■ EXTRACT ■
######

Well, excellent news. Yesterday the stitches were removed from my arm and the scar seems to be healing straight! Phew! What DID sting, however, was the 20 buck copay for a five second procedure (that, regardless of what “medical professionals” may tell me- I could have done by myself.) I mean, it’s not like I begged for this appointment…no no! They made me come back! I was all for glue stitches but NO…apparently they were afraid I was a BLEEDER. (I am.) Calloo for centipede-shaped scars. (You know, with the line for the body and the stitch holes kinda like little legs…no? Okay.)
Someone get P.J. a Xanax.
And I apologize for the teaser opening. But hey, anyone within a 20 mile radius of my apartment (or with a solid t-mobile to t-mobile plan) heard me scream in joy last night, anyhow. We reached an accepted offer with the sellers of our new home! For about 139k below their original listing price! Which is a lot lot lot of money- hey, so is the accepted price but just THINK about how broke we COULD have been! Compared to how broke we’re GONNA be! We spent the first subsequent hour calling and emailing everyone we know (and yes, this includes leaving Facebook messages- don’t hate on progress) and the second hour having a beer and playing Mortal Kombat on Wii. The third hour was spent looking at paint colors (Keely) and looking at real estate we did NOT buy (P.J.). The fourth hour was spent sleeping (Keely) and scouring public records of the property that we’re certain was a rash decision (P.J.). Now we get to do all those grownup things like hire an inspector, have our attorney look over the contract and agree to not buy anything else for thirty years.
So, uh, it looks like we’re buying a house in Albany Park- barring, of course, an inspection that shows bodies in the cellar, rotting walls or a resident ghost. I REALLY don’t want to live in a haunted house.
That kinda thing is for your early twenties.

######

■ RECORDS ■
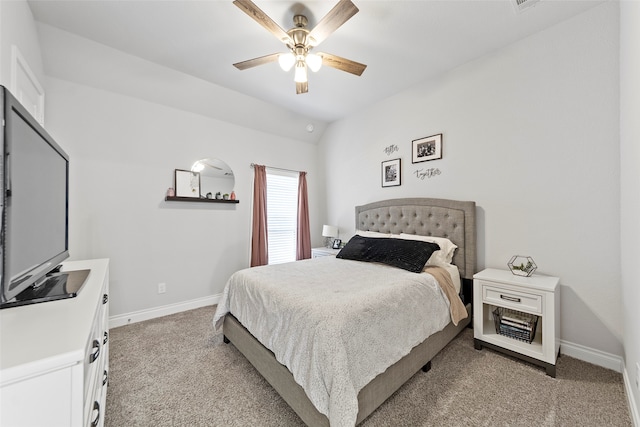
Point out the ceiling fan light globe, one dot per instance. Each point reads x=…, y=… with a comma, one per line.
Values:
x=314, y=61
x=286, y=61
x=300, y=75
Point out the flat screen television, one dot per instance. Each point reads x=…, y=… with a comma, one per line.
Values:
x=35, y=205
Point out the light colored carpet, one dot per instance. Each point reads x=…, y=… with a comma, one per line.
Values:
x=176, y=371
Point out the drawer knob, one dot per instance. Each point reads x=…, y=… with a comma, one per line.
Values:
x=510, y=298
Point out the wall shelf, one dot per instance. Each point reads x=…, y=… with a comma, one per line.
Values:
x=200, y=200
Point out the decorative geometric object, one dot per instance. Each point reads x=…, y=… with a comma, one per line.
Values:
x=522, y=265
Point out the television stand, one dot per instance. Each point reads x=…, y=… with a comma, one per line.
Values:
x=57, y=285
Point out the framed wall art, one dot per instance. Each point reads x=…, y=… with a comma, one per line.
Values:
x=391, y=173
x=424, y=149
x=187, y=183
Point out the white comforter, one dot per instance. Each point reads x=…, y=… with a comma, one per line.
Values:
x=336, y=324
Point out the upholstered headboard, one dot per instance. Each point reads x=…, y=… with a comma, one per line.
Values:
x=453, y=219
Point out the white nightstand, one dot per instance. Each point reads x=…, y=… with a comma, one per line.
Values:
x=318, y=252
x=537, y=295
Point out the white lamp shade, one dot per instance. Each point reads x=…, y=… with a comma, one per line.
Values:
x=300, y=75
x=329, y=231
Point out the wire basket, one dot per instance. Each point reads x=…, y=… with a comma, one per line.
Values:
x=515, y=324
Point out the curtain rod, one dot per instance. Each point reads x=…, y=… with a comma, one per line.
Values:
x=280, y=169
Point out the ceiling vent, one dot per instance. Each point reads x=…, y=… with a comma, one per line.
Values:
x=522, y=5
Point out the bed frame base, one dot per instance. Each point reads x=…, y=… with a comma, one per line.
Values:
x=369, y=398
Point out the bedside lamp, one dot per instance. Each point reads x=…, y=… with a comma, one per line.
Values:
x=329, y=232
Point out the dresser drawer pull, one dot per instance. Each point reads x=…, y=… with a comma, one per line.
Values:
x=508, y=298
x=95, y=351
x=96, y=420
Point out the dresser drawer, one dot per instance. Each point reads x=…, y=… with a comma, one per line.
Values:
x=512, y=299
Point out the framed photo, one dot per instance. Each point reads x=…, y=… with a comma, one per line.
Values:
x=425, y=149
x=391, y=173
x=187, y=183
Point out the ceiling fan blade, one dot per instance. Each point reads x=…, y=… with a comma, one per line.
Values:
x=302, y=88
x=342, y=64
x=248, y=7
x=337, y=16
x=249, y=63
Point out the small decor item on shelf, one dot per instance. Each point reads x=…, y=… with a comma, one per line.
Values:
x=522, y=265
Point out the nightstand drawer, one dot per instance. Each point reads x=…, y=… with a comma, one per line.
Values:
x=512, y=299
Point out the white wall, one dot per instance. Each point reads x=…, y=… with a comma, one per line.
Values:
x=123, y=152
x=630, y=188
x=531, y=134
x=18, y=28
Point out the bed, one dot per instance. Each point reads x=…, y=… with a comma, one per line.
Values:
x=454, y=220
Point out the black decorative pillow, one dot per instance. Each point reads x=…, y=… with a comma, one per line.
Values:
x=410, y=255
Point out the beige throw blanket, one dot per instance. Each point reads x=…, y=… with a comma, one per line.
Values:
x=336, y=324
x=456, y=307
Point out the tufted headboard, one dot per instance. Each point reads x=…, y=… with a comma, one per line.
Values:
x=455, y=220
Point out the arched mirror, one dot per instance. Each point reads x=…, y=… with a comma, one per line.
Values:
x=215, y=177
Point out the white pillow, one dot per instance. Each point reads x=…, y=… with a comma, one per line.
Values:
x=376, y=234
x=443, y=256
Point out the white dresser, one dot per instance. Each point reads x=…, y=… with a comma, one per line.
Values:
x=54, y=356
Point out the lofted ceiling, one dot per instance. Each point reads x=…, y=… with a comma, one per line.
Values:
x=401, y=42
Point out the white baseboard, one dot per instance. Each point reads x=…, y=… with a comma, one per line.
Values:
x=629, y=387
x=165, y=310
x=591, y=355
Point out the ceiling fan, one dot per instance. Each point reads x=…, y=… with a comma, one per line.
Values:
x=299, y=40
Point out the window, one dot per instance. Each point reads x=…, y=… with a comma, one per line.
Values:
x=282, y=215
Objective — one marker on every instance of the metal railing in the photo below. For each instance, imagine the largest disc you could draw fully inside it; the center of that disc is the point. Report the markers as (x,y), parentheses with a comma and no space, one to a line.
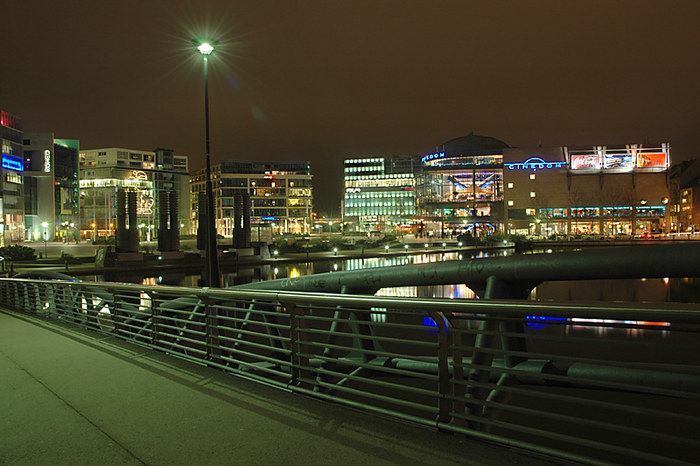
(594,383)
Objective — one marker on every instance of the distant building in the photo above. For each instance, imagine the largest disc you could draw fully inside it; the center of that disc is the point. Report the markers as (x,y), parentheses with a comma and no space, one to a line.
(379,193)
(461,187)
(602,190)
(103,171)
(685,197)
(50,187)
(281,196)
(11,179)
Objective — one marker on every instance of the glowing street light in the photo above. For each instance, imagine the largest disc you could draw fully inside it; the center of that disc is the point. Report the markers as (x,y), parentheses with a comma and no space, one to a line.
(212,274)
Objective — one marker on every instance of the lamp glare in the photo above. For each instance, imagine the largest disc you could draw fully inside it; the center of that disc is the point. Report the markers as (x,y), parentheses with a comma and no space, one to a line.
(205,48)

######

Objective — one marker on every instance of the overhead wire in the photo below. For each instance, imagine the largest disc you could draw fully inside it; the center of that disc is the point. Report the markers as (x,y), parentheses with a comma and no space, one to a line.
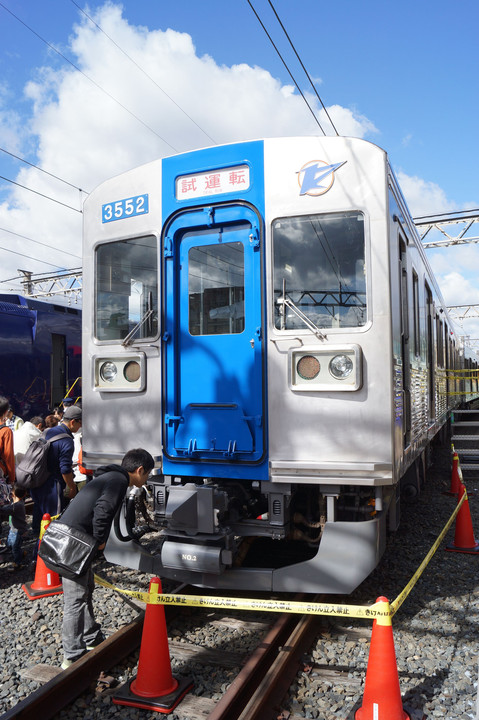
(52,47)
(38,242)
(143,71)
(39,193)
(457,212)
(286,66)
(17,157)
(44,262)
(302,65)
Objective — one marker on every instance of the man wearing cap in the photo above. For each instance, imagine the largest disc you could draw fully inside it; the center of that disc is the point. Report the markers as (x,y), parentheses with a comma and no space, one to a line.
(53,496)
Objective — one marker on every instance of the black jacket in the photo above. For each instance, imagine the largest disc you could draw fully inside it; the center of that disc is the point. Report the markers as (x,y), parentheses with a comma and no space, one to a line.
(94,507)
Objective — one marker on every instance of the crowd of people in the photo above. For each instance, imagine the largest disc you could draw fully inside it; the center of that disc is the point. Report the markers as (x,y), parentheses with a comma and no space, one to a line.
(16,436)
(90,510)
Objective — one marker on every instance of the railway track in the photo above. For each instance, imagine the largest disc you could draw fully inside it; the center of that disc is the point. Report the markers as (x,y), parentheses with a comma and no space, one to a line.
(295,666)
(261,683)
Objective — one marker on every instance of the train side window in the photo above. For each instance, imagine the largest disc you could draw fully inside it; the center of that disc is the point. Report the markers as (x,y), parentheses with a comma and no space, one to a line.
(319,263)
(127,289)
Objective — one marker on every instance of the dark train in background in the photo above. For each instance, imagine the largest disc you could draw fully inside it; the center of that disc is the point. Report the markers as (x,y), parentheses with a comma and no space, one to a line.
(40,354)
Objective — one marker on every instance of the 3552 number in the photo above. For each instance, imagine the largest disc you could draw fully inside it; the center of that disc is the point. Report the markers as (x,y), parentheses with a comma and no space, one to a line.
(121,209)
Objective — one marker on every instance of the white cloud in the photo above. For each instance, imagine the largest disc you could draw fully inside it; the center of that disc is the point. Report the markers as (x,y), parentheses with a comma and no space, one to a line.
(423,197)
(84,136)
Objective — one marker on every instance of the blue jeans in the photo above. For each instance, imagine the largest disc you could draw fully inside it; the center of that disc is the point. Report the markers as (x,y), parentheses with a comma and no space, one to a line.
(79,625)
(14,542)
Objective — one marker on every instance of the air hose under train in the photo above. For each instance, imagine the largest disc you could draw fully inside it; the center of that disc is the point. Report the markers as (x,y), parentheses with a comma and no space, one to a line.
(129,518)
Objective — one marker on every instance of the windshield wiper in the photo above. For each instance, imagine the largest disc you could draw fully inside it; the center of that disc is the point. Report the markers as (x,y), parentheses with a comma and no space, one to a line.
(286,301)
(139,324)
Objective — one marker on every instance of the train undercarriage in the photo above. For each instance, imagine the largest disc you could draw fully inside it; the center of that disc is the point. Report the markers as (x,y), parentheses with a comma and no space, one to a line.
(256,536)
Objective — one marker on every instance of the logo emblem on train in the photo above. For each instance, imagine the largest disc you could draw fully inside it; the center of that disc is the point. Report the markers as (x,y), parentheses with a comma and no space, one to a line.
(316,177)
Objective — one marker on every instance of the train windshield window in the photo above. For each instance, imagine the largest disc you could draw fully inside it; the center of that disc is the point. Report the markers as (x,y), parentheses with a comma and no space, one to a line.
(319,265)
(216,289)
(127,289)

######

■ WHAT YOU SHOULD DO ■
Transcribe the part of the blog post above that begins with the words "Well, excellent news." and ends with "little legs…no? Okay.)".

■ SOLUTION TO THE PROBLEM ■
Well, excellent news. Yesterday the stitches were removed from my arm and the scar seems to be healing straight! Phew! What DID sting, however, was the 20 buck copay for a five second procedure (that, regardless of what “medical professionals” may tell me- I could have done by myself.) I mean, it’s not like I begged for this appointment…no no! They made me come back! I was all for glue stitches but NO…apparently they were afraid I was a BLEEDER. (I am.) Calloo for centipede-shaped scars. (You know, with the line for the body and the stitch holes kinda like little legs…no? Okay.)